■ Written exercise ■
In the salon passage below, how often does Maxime get to cut the writer's hair?

■ Document excerpt ■
%%

Maxime is running late. Again.It doesn’t help my overall crankiness. The Universe is smiling down on me and I still find reasons to be cranky – really, what kind of self-possessed bitch have I become?

Sitting in a salon on Rodeo Drive I feel slightly pretentious but if I compare the price of apples at the market and go for the cheaper ones, when it comes to hair and health, I don’t penny pinch. Whenever I move city or country or continent, the hardest relationships to sever are with my doctor and my hairdresser, both painstakingly found through trial and error. Maxime has been in my life for 12 years and I entrust him with my tresses, which he gets to cut once every quarter or so. I love him because he is talented and he loves me because I let him do whatever he feels like.

%%

■ Data segment ■
%%

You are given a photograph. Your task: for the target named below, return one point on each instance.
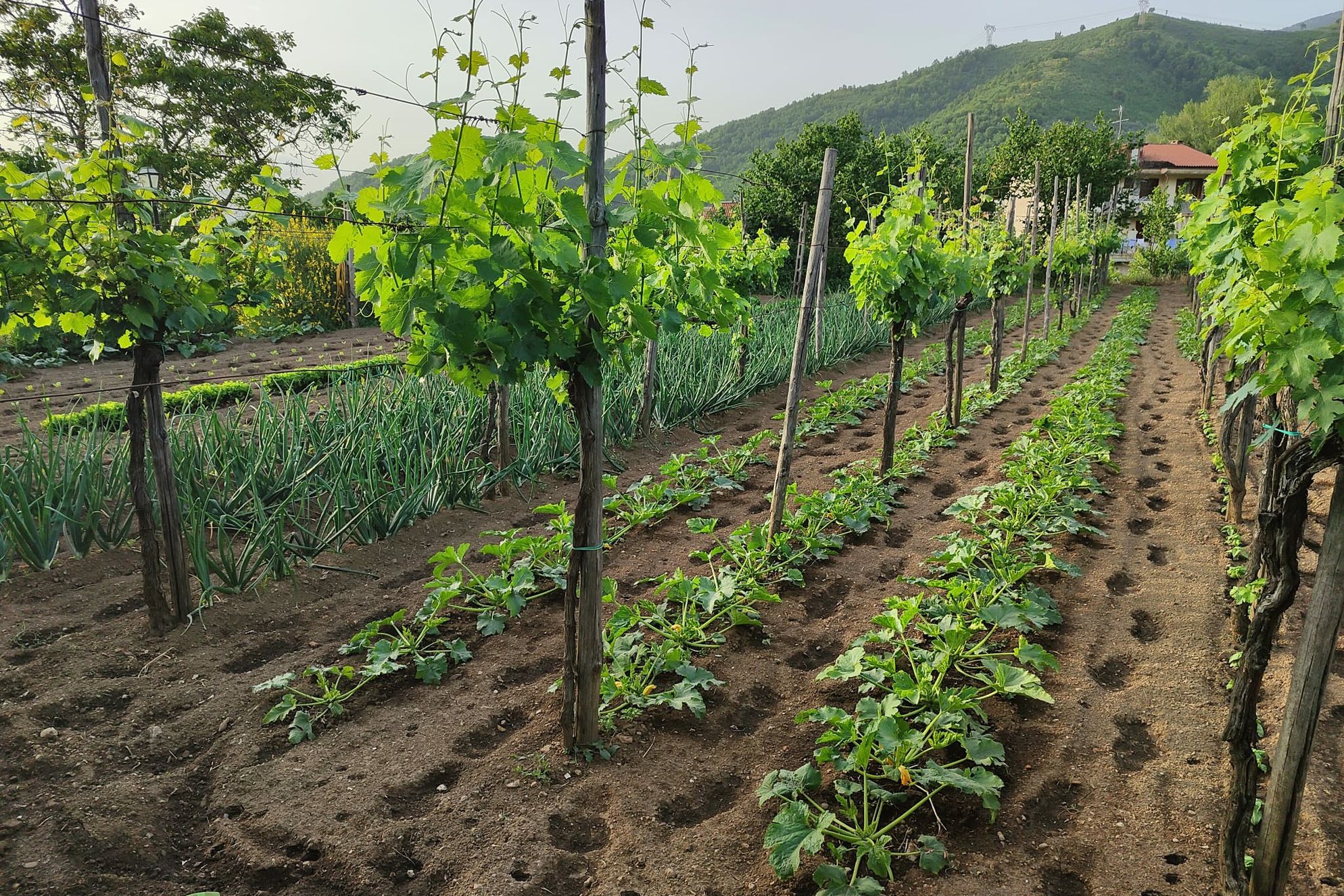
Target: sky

%%

■ Solution for this problem ■
Once every quarter or so.